To whom it may concern:

Please remove Steve Phillips from all of your baseball broadcasts. During Baseball Tonight and SportsCenter, Phillips has been a relatively unspectacular commentator. Allowing Phillips to speak outside of these timed, mostly scripted intervals, however, has proven to be like a jailbreak, where the prisoners are all the stupidest thoughts about baseball.

After the Mets got off to a modest start this season, Steve Phillips used the late-innings of a Mets/Braves broadcast to hop on all the worst bandwagons of opinion about this team. He latched onto the most nebulous accusations against the Mets, many perpetrated by his successor as GM, Omar Minaya. Phillips accused the team of "lacking edge" a sentiment I've argued is a refuge for people who can't understand the real issues with a team. He cited Jose Reyes, Carlos Beltran, and David Wright, in particular, as lacking this edge, and in turn, attributed the Mets inability to reach the playoffs on them.  To the rational observer, this statement seemed pretty ironic, since Wright, Beltran, and Reyes have been shown to be more helpful in bringing their team to the postseason, than just one other player in the National League. Phillips also claimed the Mets lacked a player that "never made mistakes," truly a lofty goal in a sport where even the best players fail 60% of the time. Derek Jeter and Kevin Youkilis were then contrasted as two players who never make mistakes, a claim that probably didn't help your networks' perceived pandering to the biggest markets.

If Mr. Phillips thinks Derek Jeter is perfect, it probably explains much about why his time with the Mets came to a screeching halt in the early-2000s. Jeter represents some of the most overvalued qualities in baseball: hitting for average and fundamentally solid, no-range fielding. Thankfully the Wilpons canned Steve Phillips when they did, because I hate to imagine how he'd fare in a market that's increasingly focused on young talented players and advanced fielding metrics, neither of which Phillips seems to believe in.

Before ESPN's most recent broadcast of the Mets, however, the setting was different. Entering yesterday's game, the Mets were in first place in the East, and much of the stupid "edge" talk surrounding this team had died down. I think the accused, David Wright, said it best:

"The definition of edge is going out there and getting a few wins, and then all of a sudden you don't have to worry about anyone talking about edge anymore"

Given exercise 1
In the letter about Steve Phillips, which two players did Phillips contrast as players who never make mistakes?

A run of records

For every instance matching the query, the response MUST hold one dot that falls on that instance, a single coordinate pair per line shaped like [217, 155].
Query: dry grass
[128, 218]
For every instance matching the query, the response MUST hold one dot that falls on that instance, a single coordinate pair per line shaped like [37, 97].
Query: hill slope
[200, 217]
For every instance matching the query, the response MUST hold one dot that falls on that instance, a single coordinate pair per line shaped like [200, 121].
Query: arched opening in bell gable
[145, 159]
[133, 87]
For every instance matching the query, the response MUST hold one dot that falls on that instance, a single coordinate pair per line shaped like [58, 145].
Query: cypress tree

--

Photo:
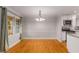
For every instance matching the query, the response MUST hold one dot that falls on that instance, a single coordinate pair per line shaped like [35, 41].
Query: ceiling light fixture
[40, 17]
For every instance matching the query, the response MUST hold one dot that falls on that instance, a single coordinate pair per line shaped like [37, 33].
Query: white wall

Given exercise 2
In the entries, take the part that opens with the line containing "like [37, 97]." and closes with the line containing "Query: cypress tree". Repeat only those lines, switching "dot" to "point" and leaving everything else unchanged.

Final answer 1
Derek Jeter and Kevin Youkilis.

Final answer 2
For every instance matching the query, the response MUST hold one point that falls on that instance, a single coordinate pair per line shaped like [37, 97].
Query: hill slope
[200, 217]
For every instance matching the query, the response MUST hold one point that falls on that instance, a single coordinate pair per line shaped like [200, 121].
Query: arched opening in bell gable
[145, 159]
[133, 87]
For every instance matching the query, the response MUST hold one point that falls on that instance, a single coordinate pair per line shaped like [58, 145].
Query: cypress tree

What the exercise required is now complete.